■ Records for this exercise ■

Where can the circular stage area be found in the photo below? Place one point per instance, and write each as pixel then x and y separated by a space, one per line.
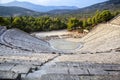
pixel 63 44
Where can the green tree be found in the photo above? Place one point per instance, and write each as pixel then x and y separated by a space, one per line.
pixel 72 24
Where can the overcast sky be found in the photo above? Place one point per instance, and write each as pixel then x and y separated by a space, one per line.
pixel 78 3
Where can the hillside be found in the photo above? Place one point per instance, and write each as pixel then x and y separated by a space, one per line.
pixel 16 11
pixel 38 8
pixel 112 5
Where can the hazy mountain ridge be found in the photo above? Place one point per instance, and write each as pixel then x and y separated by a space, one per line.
pixel 38 8
pixel 112 5
pixel 16 11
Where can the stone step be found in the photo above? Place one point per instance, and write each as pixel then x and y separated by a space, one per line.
pixel 9 75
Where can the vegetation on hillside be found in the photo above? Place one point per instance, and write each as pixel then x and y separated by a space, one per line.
pixel 45 23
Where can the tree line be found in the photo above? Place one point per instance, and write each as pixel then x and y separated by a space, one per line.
pixel 45 23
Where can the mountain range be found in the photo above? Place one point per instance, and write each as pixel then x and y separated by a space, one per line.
pixel 16 11
pixel 25 8
pixel 112 5
pixel 37 8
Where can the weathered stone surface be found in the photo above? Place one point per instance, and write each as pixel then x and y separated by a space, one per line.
pixel 9 75
pixel 78 71
pixel 6 67
pixel 24 69
pixel 57 71
pixel 97 71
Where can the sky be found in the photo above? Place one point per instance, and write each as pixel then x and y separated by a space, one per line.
pixel 78 3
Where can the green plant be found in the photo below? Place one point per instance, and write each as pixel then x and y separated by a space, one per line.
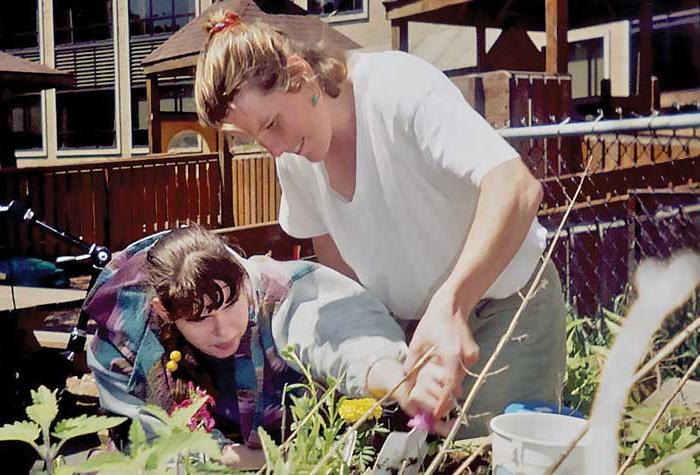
pixel 588 342
pixel 678 428
pixel 41 415
pixel 176 447
pixel 319 432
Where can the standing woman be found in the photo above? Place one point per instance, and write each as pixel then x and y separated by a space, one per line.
pixel 401 185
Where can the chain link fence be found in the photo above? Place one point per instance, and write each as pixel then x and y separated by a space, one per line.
pixel 640 197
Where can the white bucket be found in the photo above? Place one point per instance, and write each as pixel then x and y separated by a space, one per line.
pixel 528 443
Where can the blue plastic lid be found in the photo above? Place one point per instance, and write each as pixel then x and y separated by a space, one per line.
pixel 542 406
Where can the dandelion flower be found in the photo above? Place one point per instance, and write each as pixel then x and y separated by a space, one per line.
pixel 351 410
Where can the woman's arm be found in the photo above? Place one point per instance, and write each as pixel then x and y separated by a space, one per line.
pixel 508 202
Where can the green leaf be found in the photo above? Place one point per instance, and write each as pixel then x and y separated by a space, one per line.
pixel 24 431
pixel 167 448
pixel 181 416
pixel 613 317
pixel 137 435
pixel 208 468
pixel 686 438
pixel 635 430
pixel 82 425
pixel 155 411
pixel 270 449
pixel 44 409
pixel 686 466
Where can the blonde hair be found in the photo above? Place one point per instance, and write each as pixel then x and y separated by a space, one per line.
pixel 254 54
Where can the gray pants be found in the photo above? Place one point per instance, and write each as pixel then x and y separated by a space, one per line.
pixel 534 359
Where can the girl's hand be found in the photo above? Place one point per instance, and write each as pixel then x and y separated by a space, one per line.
pixel 241 457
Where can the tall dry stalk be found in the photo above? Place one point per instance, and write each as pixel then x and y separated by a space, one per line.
pixel 662 354
pixel 509 331
pixel 657 417
pixel 661 288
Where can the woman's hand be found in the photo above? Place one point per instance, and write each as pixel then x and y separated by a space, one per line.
pixel 440 380
pixel 386 373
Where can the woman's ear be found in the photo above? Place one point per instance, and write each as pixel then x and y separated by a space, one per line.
pixel 299 68
pixel 160 310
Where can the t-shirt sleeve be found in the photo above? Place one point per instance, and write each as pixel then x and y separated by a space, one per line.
pixel 299 213
pixel 452 135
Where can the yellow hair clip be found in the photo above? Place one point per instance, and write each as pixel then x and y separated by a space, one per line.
pixel 175 357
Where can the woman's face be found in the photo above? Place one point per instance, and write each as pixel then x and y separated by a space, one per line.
pixel 284 121
pixel 218 332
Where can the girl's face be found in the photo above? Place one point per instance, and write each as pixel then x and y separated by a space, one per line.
pixel 218 332
pixel 284 121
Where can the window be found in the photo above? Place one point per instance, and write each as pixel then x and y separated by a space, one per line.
pixel 77 21
pixel 173 98
pixel 185 141
pixel 19 25
pixel 85 119
pixel 336 7
pixel 25 122
pixel 151 17
pixel 676 57
pixel 586 67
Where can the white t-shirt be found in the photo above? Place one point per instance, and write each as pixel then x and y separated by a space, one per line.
pixel 421 152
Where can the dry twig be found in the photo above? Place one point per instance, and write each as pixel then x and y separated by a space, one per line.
pixel 640 443
pixel 658 467
pixel 340 442
pixel 509 331
pixel 668 348
pixel 465 465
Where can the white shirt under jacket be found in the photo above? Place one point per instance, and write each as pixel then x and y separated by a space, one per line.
pixel 422 151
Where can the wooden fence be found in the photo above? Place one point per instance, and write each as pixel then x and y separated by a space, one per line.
pixel 255 190
pixel 111 203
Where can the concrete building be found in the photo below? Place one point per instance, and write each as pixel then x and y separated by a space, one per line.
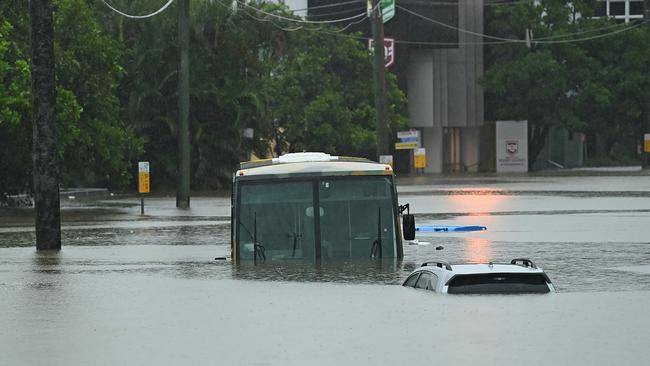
pixel 439 69
pixel 445 99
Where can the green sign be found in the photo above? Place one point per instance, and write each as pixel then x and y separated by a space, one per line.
pixel 387 10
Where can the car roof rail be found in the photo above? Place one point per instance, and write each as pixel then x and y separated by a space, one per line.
pixel 440 264
pixel 524 261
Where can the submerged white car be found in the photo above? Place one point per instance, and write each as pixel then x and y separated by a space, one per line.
pixel 521 276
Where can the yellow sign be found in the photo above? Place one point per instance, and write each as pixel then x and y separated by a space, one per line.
pixel 144 185
pixel 420 158
pixel 406 145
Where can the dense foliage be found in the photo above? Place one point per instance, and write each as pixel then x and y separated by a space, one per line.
pixel 598 85
pixel 117 92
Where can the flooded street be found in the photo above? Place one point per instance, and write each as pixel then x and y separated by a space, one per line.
pixel 131 289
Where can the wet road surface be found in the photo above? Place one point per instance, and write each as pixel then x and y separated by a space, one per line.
pixel 139 290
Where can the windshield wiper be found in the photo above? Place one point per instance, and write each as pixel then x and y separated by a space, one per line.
pixel 258 249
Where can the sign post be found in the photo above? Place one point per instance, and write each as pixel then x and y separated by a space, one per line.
pixel 512 146
pixel 387 10
pixel 646 149
pixel 389 50
pixel 144 184
pixel 386 159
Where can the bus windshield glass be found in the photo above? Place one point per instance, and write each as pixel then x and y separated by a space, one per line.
pixel 354 217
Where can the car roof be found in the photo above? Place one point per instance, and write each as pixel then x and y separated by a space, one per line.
pixel 479 268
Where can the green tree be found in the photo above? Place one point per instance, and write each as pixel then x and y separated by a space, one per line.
pixel 95 146
pixel 322 97
pixel 15 114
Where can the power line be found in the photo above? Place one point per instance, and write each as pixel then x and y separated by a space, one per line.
pixel 335 12
pixel 301 20
pixel 543 40
pixel 139 16
pixel 330 5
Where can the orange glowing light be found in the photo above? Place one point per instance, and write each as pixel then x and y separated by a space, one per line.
pixel 479 201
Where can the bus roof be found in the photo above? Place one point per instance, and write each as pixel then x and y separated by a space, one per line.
pixel 310 164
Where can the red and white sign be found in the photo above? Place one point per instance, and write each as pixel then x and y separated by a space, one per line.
pixel 389 50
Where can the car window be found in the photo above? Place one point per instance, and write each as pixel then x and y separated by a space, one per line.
pixel 423 281
pixel 498 283
pixel 410 282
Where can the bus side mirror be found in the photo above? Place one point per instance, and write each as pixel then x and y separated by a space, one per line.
pixel 408 226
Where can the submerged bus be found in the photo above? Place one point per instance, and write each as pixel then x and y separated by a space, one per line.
pixel 314 206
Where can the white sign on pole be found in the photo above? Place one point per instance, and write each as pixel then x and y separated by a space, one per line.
pixel 512 146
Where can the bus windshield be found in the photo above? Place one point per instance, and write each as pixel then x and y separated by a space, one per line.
pixel 319 218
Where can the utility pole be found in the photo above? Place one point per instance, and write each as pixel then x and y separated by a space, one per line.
pixel 45 142
pixel 183 188
pixel 379 71
pixel 646 155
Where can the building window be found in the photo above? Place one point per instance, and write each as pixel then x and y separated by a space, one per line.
pixel 620 10
pixel 617 8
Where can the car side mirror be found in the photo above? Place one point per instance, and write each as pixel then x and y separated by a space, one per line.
pixel 408 226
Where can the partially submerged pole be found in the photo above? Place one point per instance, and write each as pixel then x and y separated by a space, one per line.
pixel 45 142
pixel 379 72
pixel 183 188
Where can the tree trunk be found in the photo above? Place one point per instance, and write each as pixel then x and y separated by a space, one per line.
pixel 45 153
pixel 537 139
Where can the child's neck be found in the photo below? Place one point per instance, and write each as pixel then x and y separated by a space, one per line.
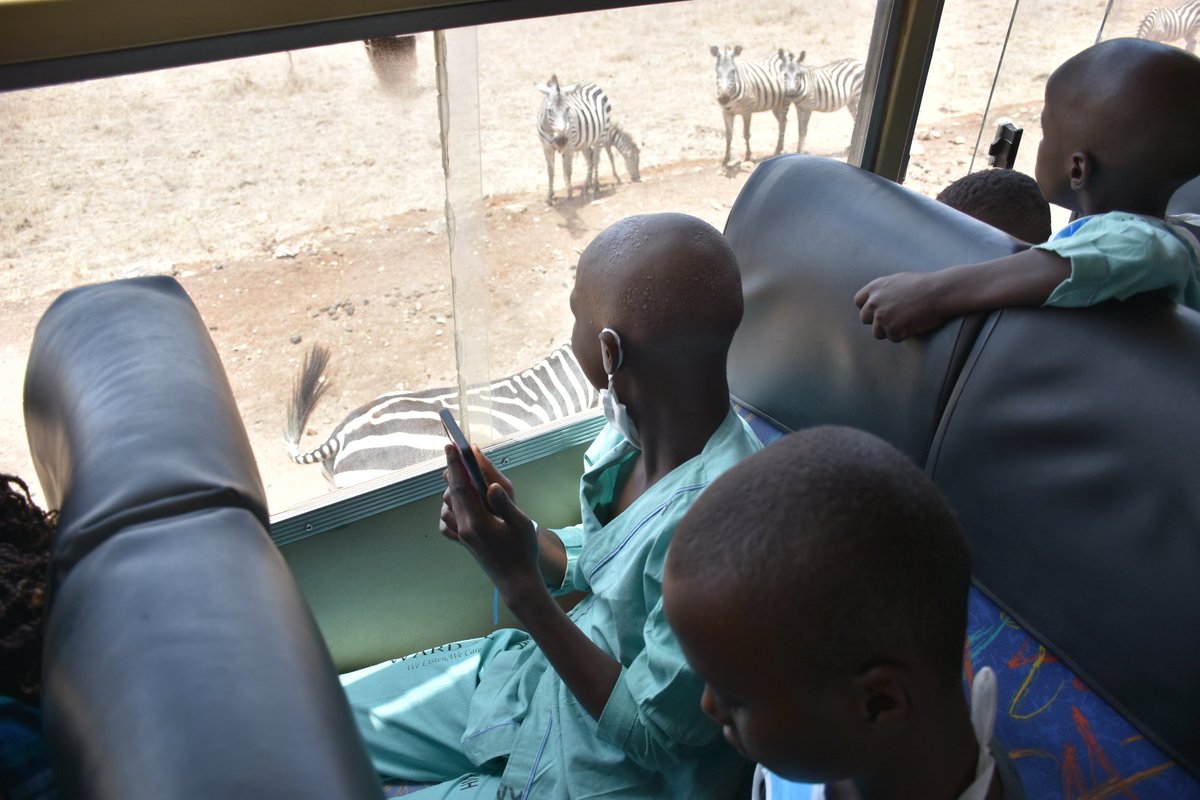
pixel 936 762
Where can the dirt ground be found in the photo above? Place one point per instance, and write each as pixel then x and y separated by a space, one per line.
pixel 299 203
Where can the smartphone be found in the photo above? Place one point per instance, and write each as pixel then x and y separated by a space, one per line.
pixel 465 451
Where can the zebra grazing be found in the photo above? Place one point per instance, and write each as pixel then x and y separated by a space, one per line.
pixel 625 145
pixel 402 428
pixel 1173 24
pixel 744 88
pixel 573 119
pixel 821 89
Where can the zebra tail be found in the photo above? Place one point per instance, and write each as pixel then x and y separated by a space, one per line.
pixel 306 392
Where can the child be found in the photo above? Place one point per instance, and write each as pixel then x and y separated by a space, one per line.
pixel 820 589
pixel 1005 199
pixel 1119 137
pixel 25 535
pixel 599 701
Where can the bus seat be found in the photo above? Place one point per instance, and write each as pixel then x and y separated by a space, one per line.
pixel 1063 439
pixel 180 659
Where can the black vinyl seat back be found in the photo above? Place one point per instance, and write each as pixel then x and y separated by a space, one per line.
pixel 180 659
pixel 1067 451
pixel 1063 439
pixel 809 233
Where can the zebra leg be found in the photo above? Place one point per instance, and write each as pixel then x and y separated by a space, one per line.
pixel 592 179
pixel 803 116
pixel 550 170
pixel 568 157
pixel 594 157
pixel 781 118
pixel 729 134
pixel 745 133
pixel 612 162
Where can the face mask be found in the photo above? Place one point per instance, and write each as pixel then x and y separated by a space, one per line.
pixel 615 411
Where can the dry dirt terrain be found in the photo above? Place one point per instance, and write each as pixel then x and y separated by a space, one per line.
pixel 300 203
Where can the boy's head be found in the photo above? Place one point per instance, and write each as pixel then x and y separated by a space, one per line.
pixel 25 534
pixel 820 590
pixel 667 284
pixel 1005 199
pixel 1119 127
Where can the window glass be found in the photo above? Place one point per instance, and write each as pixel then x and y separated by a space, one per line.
pixel 300 197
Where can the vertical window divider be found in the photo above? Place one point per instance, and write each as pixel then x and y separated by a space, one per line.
pixel 457 82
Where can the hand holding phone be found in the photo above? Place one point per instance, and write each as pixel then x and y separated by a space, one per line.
pixel 465 452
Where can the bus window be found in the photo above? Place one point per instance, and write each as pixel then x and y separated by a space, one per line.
pixel 301 197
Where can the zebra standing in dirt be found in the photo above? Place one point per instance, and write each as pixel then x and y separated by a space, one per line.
pixel 401 428
pixel 1173 24
pixel 745 88
pixel 821 89
pixel 573 119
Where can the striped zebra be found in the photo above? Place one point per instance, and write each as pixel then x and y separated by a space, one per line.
pixel 1173 24
pixel 629 150
pixel 573 119
pixel 821 89
pixel 745 88
pixel 401 428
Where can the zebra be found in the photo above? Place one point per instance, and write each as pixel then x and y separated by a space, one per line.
pixel 402 428
pixel 821 89
pixel 573 119
pixel 744 88
pixel 625 145
pixel 1173 24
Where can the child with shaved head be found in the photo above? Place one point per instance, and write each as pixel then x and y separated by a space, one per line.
pixel 1120 128
pixel 1005 199
pixel 598 702
pixel 820 589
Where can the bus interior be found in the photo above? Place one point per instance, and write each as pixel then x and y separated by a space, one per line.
pixel 202 196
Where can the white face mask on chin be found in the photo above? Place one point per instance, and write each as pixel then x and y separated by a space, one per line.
pixel 615 411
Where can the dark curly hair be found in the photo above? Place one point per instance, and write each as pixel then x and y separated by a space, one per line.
pixel 1005 199
pixel 25 535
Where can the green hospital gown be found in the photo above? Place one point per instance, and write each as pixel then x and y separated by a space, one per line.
pixel 490 717
pixel 1119 254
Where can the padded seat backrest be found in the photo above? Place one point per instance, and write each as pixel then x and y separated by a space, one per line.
pixel 1063 439
pixel 1068 452
pixel 180 659
pixel 809 233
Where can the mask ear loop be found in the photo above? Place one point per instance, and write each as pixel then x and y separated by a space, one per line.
pixel 621 353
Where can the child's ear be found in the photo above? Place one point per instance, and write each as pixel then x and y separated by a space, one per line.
pixel 883 696
pixel 1081 168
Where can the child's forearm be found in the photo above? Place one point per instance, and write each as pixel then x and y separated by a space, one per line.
pixel 1024 278
pixel 588 672
pixel 551 557
pixel 903 305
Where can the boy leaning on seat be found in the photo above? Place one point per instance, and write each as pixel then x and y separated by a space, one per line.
pixel 820 589
pixel 1119 137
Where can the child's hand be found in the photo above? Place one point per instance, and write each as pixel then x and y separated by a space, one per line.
pixel 901 305
pixel 504 542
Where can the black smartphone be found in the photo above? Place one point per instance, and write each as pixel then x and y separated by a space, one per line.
pixel 465 451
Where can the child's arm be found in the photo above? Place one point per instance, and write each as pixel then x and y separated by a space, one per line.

■ Written problem ■
Can you change "instance" to "occurrence" in the lines between the one holding "Where can the dandelion" and the one holding "pixel 241 457", inclusive, leaving everything else as it is and giving back only those lines?

■ Task answer ■
Where can the dandelion flower be found in the photo above? Place one point per occurrence, and write each as pixel then x and y separated by a space, one per line.
pixel 351 410
Where can the woman's arm be found in the photo above? Place one point per occurrence, and write each as pixel then x and y separated by a space, one per line.
pixel 508 202
Where can the green leaf be found in the photo above? Place one point per occurrence, and write each as pixel then x and y separated by a space, one per line.
pixel 24 431
pixel 167 448
pixel 181 416
pixel 613 317
pixel 137 435
pixel 208 468
pixel 686 438
pixel 635 430
pixel 82 425
pixel 155 411
pixel 270 449
pixel 44 409
pixel 686 466
Where can the blonde hair be found in the photo above? Place one point per occurrence, and write each as pixel then x and y separated by a space, one per line.
pixel 254 54
Where can the gray pants be found in the photo above? Place one point per occurrence, and write each as pixel then x and y separated by a space, one per line.
pixel 534 359
Where can the girl's hand be found in the photo above? Place one point per occurrence, and write each as pixel then x and y separated by a space, one per line.
pixel 241 457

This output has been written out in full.